━━ Kutipan teks

![]() |
Toleransi |
Tiba-tiba ada sms masuk ke saya.
"Saya Dedi Mulyadi"Katanya memperkenalkan diri. Saya ketawa, teman mana lagi ini yang bercanda.
Saya balas, "Dedi Mulyadi
setahu saya Bupati. Ini Dedi Mulyadi yang mana ?". Jawabnya, "Iya,
itu saya. Saya telepon ya.."
Wow, surprise juga saya mendapat
sms dari seseorang yang selama ini saya baca perjalanan karirnya, terutama
ketika ia harus melawan FPI di Purwakarta.
Buat saya, Kang Dedi Mulyadi dulu
adalah simbol perlawanan melawan ormas berbaju agama. Belum ada satupun kepala
daerah yang berani melawan mereka waktu itu, tetapi Dedi Mulyadi sudah
mengalami banyak kisah.
Ia bahkan pernah berhadap-hadapan
dengan gerombolan FPI waktu di TIM Jakarta. "Sungguh berani.." begitu
gumam saya ketika membaca berita itu.
Diapun menelepon saya. Saya
terima dan kami tertawa-tawa. Beliau ternyata juga suka membaca tulisan saya
tentang toleransi dan kebhinekaan yang di Indonesia pada saat itu mahal
harganya.
"Datang ke Purwakarta, ya.
Kebetulan saya ada acara mengundang anak-anak lintas agama. Ini program yang
sudah lama saya lakukan, supaya mereka saling mengenal bahwa perbedaan itu
indah. Biar tidak sempit pemahamannya.." Katanya.
Sayapun menjanjikan akan datang..
Sesampai di Purwakarta, saya
gagap karena baru pertama kali ke kota itu. Untung saja di jemput di suatu
tempat sehingga gak perlu nyasar kemana-mana.
Dan ketika sampai di Pendopo
Kabupaten, tiba-tiba mata saya berat karena menahan air yang menggenang.
Duhai, indahnya pemandangan di
pendopo ketika seorang bhiksu, seorang Romo Katolik, seorang ustad duduk
bersama dan saling ngobrol tanpa sekat. Di tengah ada seorang yang saya sangat
kenal wajahnya di koran dan majalah, sang Bupati Dedi Mulyadi, tersenyum
lebar..

━━━━

Instruksi a:
Kembalikan setiap baris di bawah ini yang memuat kata "green". Huruf besar dan kecil dianggap berbeda.

━━ Baris data

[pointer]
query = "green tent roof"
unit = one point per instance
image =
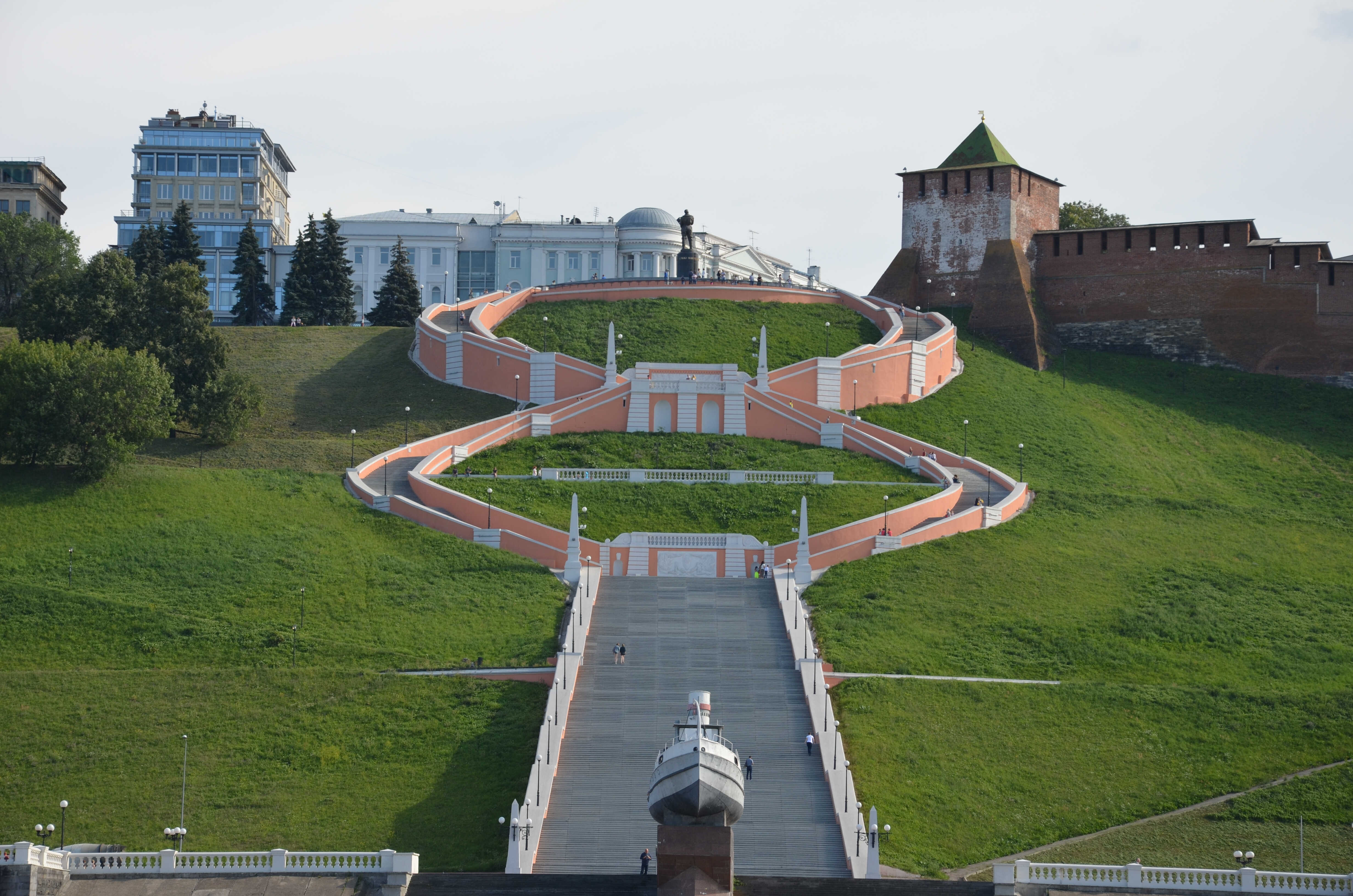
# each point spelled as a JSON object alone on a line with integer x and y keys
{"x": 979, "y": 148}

━━━━
━━ Baris data

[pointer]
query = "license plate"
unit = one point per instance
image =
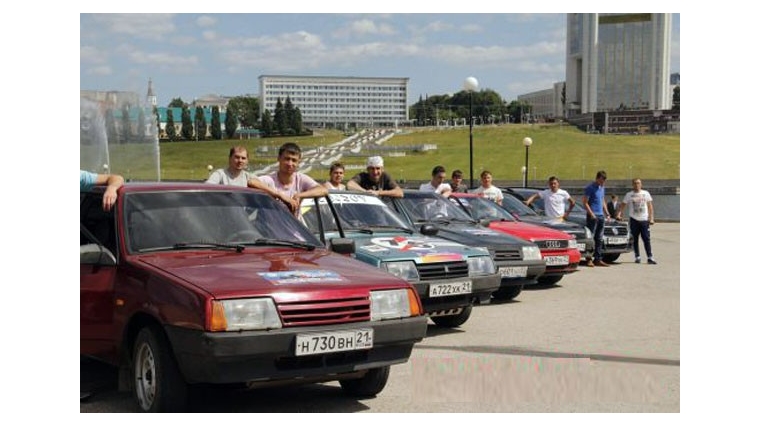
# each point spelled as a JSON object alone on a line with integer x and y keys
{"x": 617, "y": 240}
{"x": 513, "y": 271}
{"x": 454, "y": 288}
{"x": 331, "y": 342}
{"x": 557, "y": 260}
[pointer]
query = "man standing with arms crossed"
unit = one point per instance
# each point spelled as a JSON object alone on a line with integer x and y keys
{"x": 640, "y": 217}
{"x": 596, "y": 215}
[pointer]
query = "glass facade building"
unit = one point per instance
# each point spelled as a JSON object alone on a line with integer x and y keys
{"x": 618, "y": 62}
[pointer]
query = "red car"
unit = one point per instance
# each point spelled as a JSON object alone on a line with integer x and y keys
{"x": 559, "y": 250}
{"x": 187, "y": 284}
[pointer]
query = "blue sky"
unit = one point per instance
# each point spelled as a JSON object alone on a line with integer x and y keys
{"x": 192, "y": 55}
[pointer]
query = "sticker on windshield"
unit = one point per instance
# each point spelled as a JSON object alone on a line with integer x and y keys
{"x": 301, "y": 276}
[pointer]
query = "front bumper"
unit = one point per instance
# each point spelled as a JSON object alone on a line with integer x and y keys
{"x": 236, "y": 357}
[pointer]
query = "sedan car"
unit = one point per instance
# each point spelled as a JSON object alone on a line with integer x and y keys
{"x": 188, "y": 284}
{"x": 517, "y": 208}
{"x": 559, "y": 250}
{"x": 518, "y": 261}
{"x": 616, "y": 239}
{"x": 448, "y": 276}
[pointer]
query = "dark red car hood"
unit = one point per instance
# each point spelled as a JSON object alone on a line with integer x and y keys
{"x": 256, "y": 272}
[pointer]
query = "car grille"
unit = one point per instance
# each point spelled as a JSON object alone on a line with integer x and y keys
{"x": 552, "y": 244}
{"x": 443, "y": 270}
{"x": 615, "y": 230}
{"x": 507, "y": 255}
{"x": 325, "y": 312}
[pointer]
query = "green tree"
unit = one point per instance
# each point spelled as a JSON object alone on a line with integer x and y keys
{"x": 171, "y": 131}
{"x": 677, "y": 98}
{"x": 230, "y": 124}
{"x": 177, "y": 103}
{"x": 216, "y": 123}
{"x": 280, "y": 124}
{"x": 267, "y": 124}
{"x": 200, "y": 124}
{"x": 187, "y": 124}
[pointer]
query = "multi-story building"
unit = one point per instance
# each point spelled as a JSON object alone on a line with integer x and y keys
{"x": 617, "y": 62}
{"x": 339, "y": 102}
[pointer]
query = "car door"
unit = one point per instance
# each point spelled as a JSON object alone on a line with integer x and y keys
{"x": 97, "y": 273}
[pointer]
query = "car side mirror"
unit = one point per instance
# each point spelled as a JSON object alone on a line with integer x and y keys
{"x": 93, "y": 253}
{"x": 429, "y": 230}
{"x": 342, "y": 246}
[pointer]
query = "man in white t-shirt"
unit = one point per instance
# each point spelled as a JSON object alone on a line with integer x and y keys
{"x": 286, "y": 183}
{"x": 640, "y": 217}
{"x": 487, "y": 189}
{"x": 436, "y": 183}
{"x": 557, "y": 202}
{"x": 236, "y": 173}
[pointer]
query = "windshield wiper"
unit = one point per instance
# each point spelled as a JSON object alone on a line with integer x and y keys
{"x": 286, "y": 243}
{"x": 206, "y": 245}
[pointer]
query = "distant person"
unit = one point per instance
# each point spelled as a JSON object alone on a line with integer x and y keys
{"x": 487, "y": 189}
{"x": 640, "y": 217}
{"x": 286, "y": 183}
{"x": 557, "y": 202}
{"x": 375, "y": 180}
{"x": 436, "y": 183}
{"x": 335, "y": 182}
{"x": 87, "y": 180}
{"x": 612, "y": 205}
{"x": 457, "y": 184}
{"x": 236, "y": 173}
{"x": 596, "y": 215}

━━━━
━━ Baris data

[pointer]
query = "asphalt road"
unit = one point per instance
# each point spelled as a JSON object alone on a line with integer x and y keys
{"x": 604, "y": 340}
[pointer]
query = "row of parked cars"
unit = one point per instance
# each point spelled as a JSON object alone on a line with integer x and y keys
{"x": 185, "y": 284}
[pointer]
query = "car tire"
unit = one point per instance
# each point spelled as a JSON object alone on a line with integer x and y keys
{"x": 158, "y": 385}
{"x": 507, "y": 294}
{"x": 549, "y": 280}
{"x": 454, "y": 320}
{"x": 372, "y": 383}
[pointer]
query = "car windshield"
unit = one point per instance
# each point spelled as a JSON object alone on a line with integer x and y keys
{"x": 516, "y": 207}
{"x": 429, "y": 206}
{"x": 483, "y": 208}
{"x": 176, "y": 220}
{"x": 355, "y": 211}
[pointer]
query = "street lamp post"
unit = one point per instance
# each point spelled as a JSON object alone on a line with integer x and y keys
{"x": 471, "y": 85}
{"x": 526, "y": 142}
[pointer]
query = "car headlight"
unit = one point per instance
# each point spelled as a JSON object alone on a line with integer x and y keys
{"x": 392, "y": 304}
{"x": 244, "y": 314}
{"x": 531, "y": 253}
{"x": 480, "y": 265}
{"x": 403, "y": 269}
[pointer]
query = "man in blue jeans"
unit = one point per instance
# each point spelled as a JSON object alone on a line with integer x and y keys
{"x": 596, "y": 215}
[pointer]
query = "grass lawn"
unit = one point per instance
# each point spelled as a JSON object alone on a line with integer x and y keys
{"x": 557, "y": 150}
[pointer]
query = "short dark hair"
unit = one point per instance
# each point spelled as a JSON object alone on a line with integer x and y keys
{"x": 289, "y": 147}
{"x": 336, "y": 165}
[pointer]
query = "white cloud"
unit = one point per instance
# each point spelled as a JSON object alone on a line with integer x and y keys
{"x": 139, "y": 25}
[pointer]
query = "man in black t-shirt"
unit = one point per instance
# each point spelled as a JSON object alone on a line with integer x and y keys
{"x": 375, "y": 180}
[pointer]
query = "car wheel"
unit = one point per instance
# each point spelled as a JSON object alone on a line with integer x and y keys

━━━━

Instruksi b:
Untuk kutipan teks tentang toleransi di atas, apakah pernyataan ini sesuai: (i) penulis langsung percaya bahwa sms itu dari Dedi Mulyadi; (ii) penulis baru pertama kali datang ke Purwakarta; (iii) di pendopo ada seorang bhiksu, seorang Romo Katolik, dan seorang ustad yang duduk bersama? Jawab ya atau tidak untuk masing-masing, lalu kutip kata-kata penentunya dari teks tanpa diubah.

Jawaban akhir a:
query = "green tent roof"
query = "green tree"

Jawaban akhir b:
(i) Tidak: "Saya ketawa, teman mana lagi ini yang bercanda."
(ii) Ya: "baru pertama kali ke kota itu"
(iii) Ya: "seorang bhiksu, seorang Romo Katolik, seorang ustad duduk"